In the blog post about creationism and science below, which country other than the US is named as a place where many people believe the world was created about 10,000 years ago?

▶ **SELECTED TEXT**
# # #

Slate: The Myths of Anti-Creationism
This is the latest round in a fascinating debate in recent days between William Saletan of Slate and Sean McElwee in Salon. Can you be a creationist and also be a scientist? McElwee says no; to be a creationist to have made up one’s mind and become committed to a particular belief despite the evidence, and thereby resistant to any possible additional evidence. That is not science, which is always provisional and open to new evidence.
Saletan disagrees, basically on practical grounds. The fact of the matter is that millions of people in the US (and a couple other countries, like Turkey) believe the world was created just some 10,000 years ago – despite, or most likely in benign ignorance of, mountains of evidence indicating otherwise – and yet manage to lead functional lives as office workers, engineers, lawyers, even doctors. But probably not as scientists.
(There’s an interesting sidebar about whether creationist beliefs are related to myths about vaccines. Wouldn’t be surprised.)
I would say in principle McElwee is right – a creationist scientist’s thought processes should be suspect – but in practice Saletan is probably right. Creationism is just one example of how religious ideas continue to flourish: people compartmentalize their religious beliefs away from the necessarily rational means they must have to engage the world on a daily basis. You can work a job, raise kids, live and die, and never care about what the evidence indicates about the size of the universe, the age of the earth, or the mysteries of quantum mechanics. Creationism is just one example, of many many, religious beliefs about the world without a shred of real world evidence in their support. To most people, that doesn’t matter. To a scientist, it *should* matter.
There’s a parallel debate recently about ‘accommodationism’ between Jerry Coyne and others, including Phil Plait. This is about whether, at any level, science and religion are compatible. As with the above debate, they’re both probably right, but within different contexts; but I’m not exploring that issue here.
Coincidentally, today, here is a new essay by a real scientist, Sam Harris, who is actively interested in new evidence and open to changing his mind:
The Pleasure of Changing My Mind
Because,
I don’t want to be wrong for a moment longer than I have to be.
Also coincidentally, physicist Sean Carroll is about to participate in a debate, tonight, with Christian apologist William Lane Craig, about God and cosmology. I doubt I’ll have a chance to watch it, but I’m sure the best bits will be posted and blogged around the web.

# # #

▶ **RECORD SET**
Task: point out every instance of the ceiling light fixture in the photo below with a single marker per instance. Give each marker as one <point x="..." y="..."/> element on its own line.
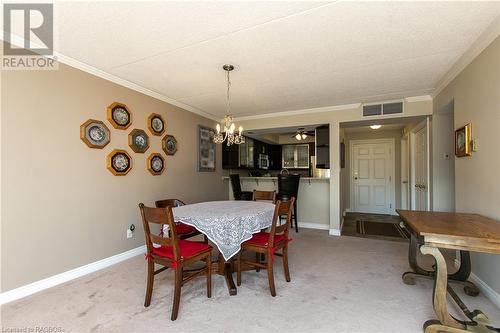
<point x="228" y="127"/>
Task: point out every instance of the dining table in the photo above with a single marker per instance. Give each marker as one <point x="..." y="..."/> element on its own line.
<point x="227" y="224"/>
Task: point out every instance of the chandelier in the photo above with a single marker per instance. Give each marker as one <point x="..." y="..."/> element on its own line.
<point x="226" y="129"/>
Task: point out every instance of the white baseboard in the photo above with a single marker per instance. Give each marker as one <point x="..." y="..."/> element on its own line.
<point x="491" y="294"/>
<point x="334" y="232"/>
<point x="319" y="226"/>
<point x="29" y="289"/>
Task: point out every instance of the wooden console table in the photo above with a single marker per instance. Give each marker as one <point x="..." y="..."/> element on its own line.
<point x="464" y="232"/>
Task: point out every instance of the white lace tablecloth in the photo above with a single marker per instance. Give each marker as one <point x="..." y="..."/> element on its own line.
<point x="227" y="223"/>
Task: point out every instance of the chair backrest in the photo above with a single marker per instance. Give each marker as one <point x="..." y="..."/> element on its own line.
<point x="169" y="203"/>
<point x="288" y="185"/>
<point x="159" y="216"/>
<point x="236" y="185"/>
<point x="264" y="196"/>
<point x="283" y="208"/>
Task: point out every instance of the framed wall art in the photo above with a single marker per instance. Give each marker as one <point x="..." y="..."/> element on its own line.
<point x="206" y="149"/>
<point x="119" y="115"/>
<point x="119" y="162"/>
<point x="463" y="141"/>
<point x="95" y="133"/>
<point x="138" y="140"/>
<point x="169" y="144"/>
<point x="156" y="124"/>
<point x="155" y="164"/>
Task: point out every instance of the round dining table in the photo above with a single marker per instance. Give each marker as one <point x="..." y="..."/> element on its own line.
<point x="227" y="224"/>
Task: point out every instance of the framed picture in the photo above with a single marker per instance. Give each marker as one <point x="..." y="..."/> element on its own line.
<point x="94" y="133"/>
<point x="462" y="141"/>
<point x="206" y="149"/>
<point x="119" y="162"/>
<point x="156" y="124"/>
<point x="169" y="144"/>
<point x="155" y="164"/>
<point x="119" y="115"/>
<point x="138" y="140"/>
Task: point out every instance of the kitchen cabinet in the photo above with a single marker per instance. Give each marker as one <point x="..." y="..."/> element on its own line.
<point x="296" y="156"/>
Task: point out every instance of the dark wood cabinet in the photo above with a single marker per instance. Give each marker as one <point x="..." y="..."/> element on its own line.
<point x="323" y="147"/>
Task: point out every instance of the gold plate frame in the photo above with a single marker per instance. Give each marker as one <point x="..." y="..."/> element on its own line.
<point x="135" y="132"/>
<point x="463" y="141"/>
<point x="150" y="124"/>
<point x="109" y="162"/>
<point x="110" y="111"/>
<point x="88" y="142"/>
<point x="150" y="167"/>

# # #

▶ **RESPONSE TO THIS EXERCISE**
Turkey